— CONSIGNES —
[1] Répondez aux questions suivantes à partir du texte sur l'urbanisme au Maroc sous protectorat :
(a) Avec l'aide de quel architecte Lyautey instaure-t-il un espace tampon entre les deux ordres urbains ?
(b) Quel est l'objectif officiel de la discontinuité spatiale sur le plan esthétique ?
(c) De quelle école Mariano Bertuchi sera-t-il le fondateur à Tétouan ?
[2] Résumez en deux phrases le texte sur l'urbanisme au Maroc sous protectorat.
[3] Prolongez le texte sur l'urbanisme au Maroc sous protectorat à partir de sa dernière phrase.

— EXTRAIT DU TEXTE —
---

En matière d’implantation urbaine et en particulier sur le thème des rapports entre ville européenne et ville traditionnelle, le Maroc sous protectorat espagnol présente une solution urbaine différente de celle du Maroc sous protectorat français. Dans cette dernière zone, Lyautey, avec l´aide de l´architecte Henri Prost, instaure un espace tampon, une zone non-aedificandi entre les deux ordres urbains : ville marocaine et ville nouvelle.

« L´essentiel sur ce point capital, disait Lyautey, c´est qu´il y ait le moins de mélange possible entre les deux ordres urbains ».

Cette politique de la croissance urbaine implique :

  1. a) la transformation minimum des quartiers marocains qui devaient être conservés et protégés ; b) la création d´un cordon sanitaire autour des villes marocaines ;                                            
  2. c) le dessin et la construction des villes nouvelles, les plus modernes, les plus rationnelles et les plus élégantes.

Les objectifs officiels de cette discontinuité spatiale s’expriment ainsi :                              

  1. a) sur le plan politique : afin d’éviter l’interpénétration des races ;
  2. b) sur le plan sanitaire et hygiénique : afin d’éviter tout contact direct avec les indigènes et de manière générale avec la médina susceptible d’être un cordon sanitaire.
  3. c) sur le plan esthétique : afin de conserver le patrimoine urbanistique et architectural « pittoresque » des médinas.

Un urbanisme protecteur : la ville espagnole à Tétouan ou Ensanche.

Par contre, dans la zone sous protectorat espagnol, la ville nouvelle se développe en contigüité avec la médina, elle se développe linéairement, à l’ouest de celle-ci, favorisée par la démolition de l’enceinte fortifiée de la Rahbat Ezraa (cour au blé). Une place d’Espagne, coquette et ombragée, est aménagée sur cet espace de transition, El-Feddan, dans un style nasride, par l´architecte José luis Gutierrez Lescura et le peintre orientaliste Mariano Bertuchi, unissant les deux villes. Bertuchi sera d’ailleurs le fondateur à Tétouan de la première (et longtemps unique) École des Beaux-Arts du Maroc. Et c’est là où les pouvoirs administratif (la Résidence générale) et militaire (le Haut commandement) s’installent, plaçant de la sorte la médina en position charnière et freinant du coup sa marginalisation, par la création, en un des points sensibles, d’un pôle drainant activités et circulation.

---

Éléments du jeu de données:
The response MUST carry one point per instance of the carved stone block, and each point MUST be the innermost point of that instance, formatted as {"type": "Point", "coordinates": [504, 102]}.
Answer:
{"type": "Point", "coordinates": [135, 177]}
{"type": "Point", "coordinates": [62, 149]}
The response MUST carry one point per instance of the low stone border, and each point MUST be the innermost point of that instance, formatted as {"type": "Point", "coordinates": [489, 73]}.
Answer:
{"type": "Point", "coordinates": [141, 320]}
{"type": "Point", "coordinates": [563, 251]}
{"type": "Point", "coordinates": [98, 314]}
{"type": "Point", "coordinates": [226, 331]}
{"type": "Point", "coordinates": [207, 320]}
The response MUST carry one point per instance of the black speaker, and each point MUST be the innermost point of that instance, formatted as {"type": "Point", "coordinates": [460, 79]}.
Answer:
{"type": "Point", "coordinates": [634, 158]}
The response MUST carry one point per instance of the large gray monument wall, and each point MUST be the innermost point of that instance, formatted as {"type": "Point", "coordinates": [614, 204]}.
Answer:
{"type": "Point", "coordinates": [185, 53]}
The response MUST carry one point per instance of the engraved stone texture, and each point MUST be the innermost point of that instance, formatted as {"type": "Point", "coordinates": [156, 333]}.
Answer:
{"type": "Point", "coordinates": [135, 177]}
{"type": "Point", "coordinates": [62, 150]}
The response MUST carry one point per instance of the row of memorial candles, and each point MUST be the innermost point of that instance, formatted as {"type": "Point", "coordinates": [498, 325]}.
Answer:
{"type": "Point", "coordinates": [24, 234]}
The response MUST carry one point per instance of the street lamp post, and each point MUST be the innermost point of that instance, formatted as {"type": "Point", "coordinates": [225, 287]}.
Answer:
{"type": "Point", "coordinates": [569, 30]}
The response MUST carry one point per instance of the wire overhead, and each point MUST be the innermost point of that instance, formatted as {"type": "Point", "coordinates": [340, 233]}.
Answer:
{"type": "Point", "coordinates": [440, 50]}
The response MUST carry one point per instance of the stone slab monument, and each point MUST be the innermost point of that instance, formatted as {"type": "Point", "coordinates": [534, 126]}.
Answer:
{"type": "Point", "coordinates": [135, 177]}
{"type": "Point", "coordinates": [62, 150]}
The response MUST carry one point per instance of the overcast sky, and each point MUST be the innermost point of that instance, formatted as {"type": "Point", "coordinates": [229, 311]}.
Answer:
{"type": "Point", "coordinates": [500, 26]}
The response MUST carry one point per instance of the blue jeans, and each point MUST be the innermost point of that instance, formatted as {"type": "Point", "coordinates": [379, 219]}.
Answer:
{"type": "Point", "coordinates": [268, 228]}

---

— RÉPONSES DE L'EXERCICE —
[1]
(a) Henri Prost.
(b) Conserver le patrimoine urbanistique et architectural « pittoresque » des médinas.
(c) De la première (et longtemps unique) École des Beaux-Arts du Maroc.

[2] Sous le protectorat français, Lyautey, aidé de l'architecte Henri Prost, sépare la ville marocaine de la ville nouvelle par une zone non aedificandi, afin qu'il y ait le moins de mélange possible entre les deux ordres urbains. Dans la zone sous protectorat espagnol, à Tétouan, la ville nouvelle se développe au contraire en contiguïté avec la médina, à laquelle l'unit une place d'Espagne où s'installent les pouvoirs administratif et militaire.

[3]
Au cours des 43 ans du protectorat espagnol, le Nord du Maroc a été la terre d´accueil d´un imaginaire urbain privilégié. C´est sur cette zone septentrionale marocaine que de nouvelles manières de « faire la ville » et d´organiser le territoire ont été imaginées et promues. La fondation des villes hispano-marocaines est basée sur une forte tradition urbanistique : la loi foncière du 29 juin 1864, dite Ley de Ensanches de poblaciones , relative aux plans d´extension des villes, a conféré à l’urbanisme nord-marocain une fonction non seulement formelle et spatiale mais également juridique, économique et symbolique.

La composition du modèle importé s´appuie sur la répétition systématique d´éléments structurants : des rues rectilignes, des zones définissant les espaces publics et privés, une distribution des usages et activités, ainsi qu´une faible hauteur du cadre bâti. Loin de produire un effet monotone, la variété des façades, associée á l´occupation dense des îlots, introduit une diversité soit par les dénivellations du relief, comme à Tétouan. Dans ce modèle urbain, l´effet de surprise propre au tracé labyrinthique de la médina s´efface, ou du moins s´atténue, en raison d´une hiérarchisation planifiée des espaces prévoyant des itinéraires moins touffus, des places aménagées et des rues régulières. Ainsi le plan en damier, rigide et sec à l’origine, devient de fait le support de la vartiété architecturale et de l’exubérance décorative.

La ville nouvelle, ou Ensanche, se tourne beaucoup plus vers l’extérieur que la ville traditionnelle marocaine ; la sensation d’intimité, qui confère à cette médina tant de charme, se gomme au profit de l’ampleur. Les espaces à l’air libre dressent les immeubles et les monuments en plein ciel ; dans une ville comme Tétouan, la proche campagne s’aperçoit d’un bout à l’autre des rues. A l’origine rigide et répétitif, l’Ensanche devient en fait le support d’une architecture importée et d’un syncrétisme stylistique. Apartenant à la fois à la tradition et à la modernité et loin de s’imposer comme loi exogène, l’architecture coloniale rassemble plutôt des éléments matériels et symboliques, disparates et contradictoires, relevant de deux architectures diffrérentes.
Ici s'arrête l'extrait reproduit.